Activity: Repeat, word for word, the part of the Son of Saul film review starting at "The film follows" and ending at "is his son.".

Text block:
....................

“Son of Saul” is not an easy film to watch. It can feel suffocating, even nauseating, while at other times unbearably tragic. The movie immerses the viewer in a storm of cruelty, sorrow, and inhumanity with a focus more singular than any in recent memory. And yet, it refrains from being indulgent and manages to find traces of beauty among the atrocities to which it bears witness.
The film follows Saul, a Sonderkommando, one of the Jews interned in Auschwitz charged with aiding in the disposal of bodies from the gas chambers under threat of death for noncompliance. Saul sees a boy who initially survives the chamber slowly die from the aftereffects of the poison. Saul then takes it upon himself to give the boy a proper burial in line with Jewish tradition, telling others that the boy is his son.

....................

Records supplied:
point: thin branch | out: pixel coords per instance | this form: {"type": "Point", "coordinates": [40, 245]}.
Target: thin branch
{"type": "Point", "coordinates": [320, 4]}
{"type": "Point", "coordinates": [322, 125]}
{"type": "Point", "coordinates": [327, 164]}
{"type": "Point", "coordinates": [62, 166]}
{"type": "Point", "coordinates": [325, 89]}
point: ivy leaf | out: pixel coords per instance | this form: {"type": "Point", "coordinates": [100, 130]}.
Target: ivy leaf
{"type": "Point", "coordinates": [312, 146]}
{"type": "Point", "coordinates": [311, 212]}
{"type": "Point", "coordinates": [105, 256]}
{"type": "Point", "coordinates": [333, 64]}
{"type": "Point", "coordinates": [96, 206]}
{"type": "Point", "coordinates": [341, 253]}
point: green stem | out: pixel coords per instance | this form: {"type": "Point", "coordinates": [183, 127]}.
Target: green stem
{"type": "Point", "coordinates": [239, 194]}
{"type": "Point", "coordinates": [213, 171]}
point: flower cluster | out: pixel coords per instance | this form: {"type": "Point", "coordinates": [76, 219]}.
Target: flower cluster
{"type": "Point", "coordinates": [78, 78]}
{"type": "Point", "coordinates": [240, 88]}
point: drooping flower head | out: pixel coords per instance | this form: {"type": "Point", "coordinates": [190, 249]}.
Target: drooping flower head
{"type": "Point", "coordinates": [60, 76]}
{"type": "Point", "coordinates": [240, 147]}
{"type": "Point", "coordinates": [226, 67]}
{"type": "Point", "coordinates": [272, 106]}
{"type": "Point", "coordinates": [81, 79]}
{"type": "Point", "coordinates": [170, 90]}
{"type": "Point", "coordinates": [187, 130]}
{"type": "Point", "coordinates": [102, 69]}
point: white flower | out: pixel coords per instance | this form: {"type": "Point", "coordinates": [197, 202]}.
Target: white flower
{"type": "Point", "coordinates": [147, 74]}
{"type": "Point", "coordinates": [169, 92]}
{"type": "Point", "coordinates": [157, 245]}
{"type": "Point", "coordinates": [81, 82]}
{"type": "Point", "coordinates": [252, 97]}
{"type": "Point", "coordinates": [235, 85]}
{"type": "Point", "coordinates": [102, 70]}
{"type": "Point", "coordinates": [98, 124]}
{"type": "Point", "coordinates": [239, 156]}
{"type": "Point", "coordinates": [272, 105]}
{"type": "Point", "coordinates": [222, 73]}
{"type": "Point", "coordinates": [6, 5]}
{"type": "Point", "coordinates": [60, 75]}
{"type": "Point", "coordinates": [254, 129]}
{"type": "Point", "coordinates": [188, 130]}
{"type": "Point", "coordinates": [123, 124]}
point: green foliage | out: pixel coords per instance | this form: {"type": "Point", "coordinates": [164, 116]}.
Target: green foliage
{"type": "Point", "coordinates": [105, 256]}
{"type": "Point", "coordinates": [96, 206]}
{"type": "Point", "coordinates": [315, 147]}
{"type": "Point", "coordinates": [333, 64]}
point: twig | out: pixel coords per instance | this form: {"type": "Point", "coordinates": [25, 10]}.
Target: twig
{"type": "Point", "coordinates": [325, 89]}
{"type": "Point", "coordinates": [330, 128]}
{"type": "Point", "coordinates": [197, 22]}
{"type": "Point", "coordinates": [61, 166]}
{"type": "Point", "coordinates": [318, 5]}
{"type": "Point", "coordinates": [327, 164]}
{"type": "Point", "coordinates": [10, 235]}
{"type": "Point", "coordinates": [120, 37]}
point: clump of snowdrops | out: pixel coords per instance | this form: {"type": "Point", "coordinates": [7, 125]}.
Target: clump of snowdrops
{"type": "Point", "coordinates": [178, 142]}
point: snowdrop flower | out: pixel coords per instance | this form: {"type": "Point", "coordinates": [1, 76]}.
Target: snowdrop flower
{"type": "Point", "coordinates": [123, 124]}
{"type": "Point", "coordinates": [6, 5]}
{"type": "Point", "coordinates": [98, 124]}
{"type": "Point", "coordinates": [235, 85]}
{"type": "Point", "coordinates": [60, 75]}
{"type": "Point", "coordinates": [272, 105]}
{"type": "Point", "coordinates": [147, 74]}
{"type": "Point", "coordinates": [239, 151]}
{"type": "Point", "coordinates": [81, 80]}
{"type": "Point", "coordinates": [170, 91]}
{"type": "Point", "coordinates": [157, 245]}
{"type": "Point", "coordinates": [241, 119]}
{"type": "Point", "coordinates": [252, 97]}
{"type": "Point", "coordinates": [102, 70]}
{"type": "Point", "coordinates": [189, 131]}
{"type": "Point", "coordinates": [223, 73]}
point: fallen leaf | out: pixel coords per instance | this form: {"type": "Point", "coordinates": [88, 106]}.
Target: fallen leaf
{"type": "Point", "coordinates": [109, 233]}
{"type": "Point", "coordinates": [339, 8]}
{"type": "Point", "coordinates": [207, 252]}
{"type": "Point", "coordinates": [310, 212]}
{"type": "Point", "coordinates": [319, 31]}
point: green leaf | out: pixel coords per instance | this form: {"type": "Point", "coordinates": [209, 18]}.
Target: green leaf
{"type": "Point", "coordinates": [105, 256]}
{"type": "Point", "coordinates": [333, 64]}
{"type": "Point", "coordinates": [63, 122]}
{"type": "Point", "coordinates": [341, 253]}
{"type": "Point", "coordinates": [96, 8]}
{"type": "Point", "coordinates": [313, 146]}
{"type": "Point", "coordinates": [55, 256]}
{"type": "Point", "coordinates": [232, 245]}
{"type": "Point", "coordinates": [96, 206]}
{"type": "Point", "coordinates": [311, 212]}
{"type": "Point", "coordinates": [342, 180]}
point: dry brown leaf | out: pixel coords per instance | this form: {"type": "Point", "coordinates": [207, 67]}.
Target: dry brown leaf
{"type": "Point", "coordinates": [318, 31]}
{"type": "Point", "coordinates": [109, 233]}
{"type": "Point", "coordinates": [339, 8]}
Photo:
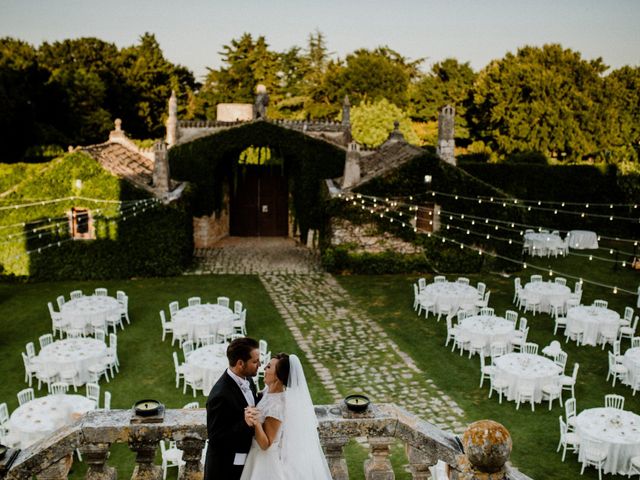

....................

Task response:
The film follows Saul, a Sonderkommando, one of the Jews interned in Auschwitz charged with aiding in the disposal of bodies from the gas chambers under threat of death for noncompliance. Saul sees a boy who initially survives the chamber slowly die from the aftereffects of the poison. Saul then takes it upon himself to give the boy a proper burial in line with Jewish tradition, telling others that the boy is his son.